Saved entries:
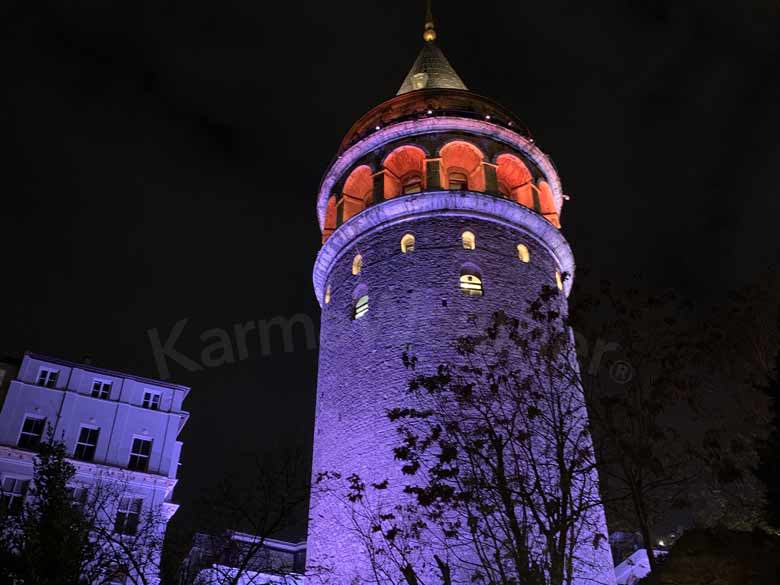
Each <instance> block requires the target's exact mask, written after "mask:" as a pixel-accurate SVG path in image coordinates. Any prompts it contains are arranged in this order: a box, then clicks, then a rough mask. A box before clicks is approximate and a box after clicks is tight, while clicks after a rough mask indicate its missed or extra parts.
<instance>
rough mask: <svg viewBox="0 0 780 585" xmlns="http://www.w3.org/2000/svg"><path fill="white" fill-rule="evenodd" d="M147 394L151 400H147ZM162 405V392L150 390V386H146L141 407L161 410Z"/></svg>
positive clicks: (149, 399) (150, 399)
mask: <svg viewBox="0 0 780 585" xmlns="http://www.w3.org/2000/svg"><path fill="white" fill-rule="evenodd" d="M147 396H148V397H149V400H147ZM155 398H156V400H155ZM161 407H162V392H160V391H159V390H150V389H149V388H144V397H143V400H142V401H141V408H145V409H147V410H161Z"/></svg>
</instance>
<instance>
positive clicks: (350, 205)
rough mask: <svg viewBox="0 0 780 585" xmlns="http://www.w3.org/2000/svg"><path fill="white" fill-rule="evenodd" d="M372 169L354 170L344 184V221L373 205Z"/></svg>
mask: <svg viewBox="0 0 780 585" xmlns="http://www.w3.org/2000/svg"><path fill="white" fill-rule="evenodd" d="M372 174H373V173H372V172H371V167H369V166H368V165H361V166H359V167H357V168H356V169H355V170H353V171H352V172H351V173H350V174H349V177H347V180H346V181H345V182H344V189H343V191H342V193H343V194H344V196H343V198H342V200H341V204H342V209H343V211H342V216H341V218H342V221H347V220H348V219H349V218H350V217H352V216H353V215H357V214H358V213H360V212H361V211H363V210H364V209H365V208H366V207H368V206H369V205H371V203H373V190H374V179H373V177H372Z"/></svg>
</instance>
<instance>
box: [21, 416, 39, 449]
mask: <svg viewBox="0 0 780 585" xmlns="http://www.w3.org/2000/svg"><path fill="white" fill-rule="evenodd" d="M45 426H46V419H45V418H38V417H33V416H28V417H26V418H25V419H24V424H22V432H21V433H20V434H19V442H18V443H17V446H19V447H21V448H22V449H35V448H37V447H38V445H39V444H40V442H41V437H43V428H44V427H45Z"/></svg>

=== WHAT TO WORK ON ===
Only this range is to be output: the line that contains "positive clicks: (350, 205)" through the last line of the records above, both inclusive.

=== OUTPUT FOR THIS TASK ===
positive clicks: (350, 205)
rough mask: <svg viewBox="0 0 780 585" xmlns="http://www.w3.org/2000/svg"><path fill="white" fill-rule="evenodd" d="M372 169L354 170L344 184V221L373 205Z"/></svg>
mask: <svg viewBox="0 0 780 585" xmlns="http://www.w3.org/2000/svg"><path fill="white" fill-rule="evenodd" d="M372 174H373V173H372V172H371V167H369V166H368V165H361V166H359V167H357V168H356V169H355V170H353V171H352V172H351V173H350V174H349V177H347V180H346V181H345V182H344V189H343V191H342V193H343V194H344V196H343V198H342V200H341V204H342V209H343V211H342V216H341V218H342V221H347V220H348V219H349V218H350V217H352V216H353V215H357V214H358V213H360V212H361V211H363V210H364V209H365V208H366V207H368V206H369V205H371V203H373V190H374V179H373V177H372Z"/></svg>
</instance>
<instance>
box: [21, 416, 39, 449]
mask: <svg viewBox="0 0 780 585" xmlns="http://www.w3.org/2000/svg"><path fill="white" fill-rule="evenodd" d="M45 426H46V419H45V418H38V417H33V416H28V417H26V418H25V419H24V424H22V432H21V433H20V434H19V442H18V443H17V446H19V447H21V448H22V449H35V448H37V447H38V445H39V444H40V442H41V437H43V428H44V427H45Z"/></svg>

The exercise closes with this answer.